• Directions for this task: In the records below, find the line with "# a single point is shaped like point(192, 113)" and the line with "# a single point is shaped like point(182, 86)"; return exactly those lines and every line between them.

+++ Materials provided +++

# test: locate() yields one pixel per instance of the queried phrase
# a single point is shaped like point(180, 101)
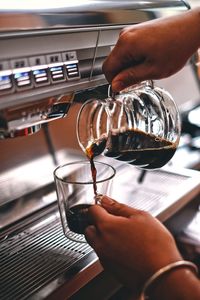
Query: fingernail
point(117, 86)
point(107, 201)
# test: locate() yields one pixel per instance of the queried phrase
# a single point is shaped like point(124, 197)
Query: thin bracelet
point(166, 269)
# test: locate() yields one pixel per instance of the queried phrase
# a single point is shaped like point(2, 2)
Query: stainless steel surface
point(62, 14)
point(41, 259)
point(51, 54)
point(49, 51)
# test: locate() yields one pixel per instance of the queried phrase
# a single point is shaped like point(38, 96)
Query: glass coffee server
point(140, 125)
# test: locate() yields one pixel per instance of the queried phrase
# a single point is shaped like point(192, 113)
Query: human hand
point(152, 50)
point(130, 243)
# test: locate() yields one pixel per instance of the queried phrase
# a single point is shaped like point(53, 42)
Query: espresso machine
point(51, 54)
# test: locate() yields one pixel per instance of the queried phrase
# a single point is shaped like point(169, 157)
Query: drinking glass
point(77, 191)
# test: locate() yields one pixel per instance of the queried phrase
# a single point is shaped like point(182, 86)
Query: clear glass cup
point(140, 125)
point(75, 193)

+++

• Reply:
# a single point is shaped like point(192, 113)
Query: human hand
point(152, 50)
point(130, 243)
# test: locate() yields one pixel per instance of the queried phrase
# a single point is shaped like point(53, 42)
Query: espresso machine
point(51, 54)
# test: locate() yields one pixel per instance of the queried phrase
# a single point is shaped like point(169, 157)
Query: drinking glass
point(77, 191)
# test: locate() yields one pixel per instance of the queried phrase
# a single point is shaped like point(182, 86)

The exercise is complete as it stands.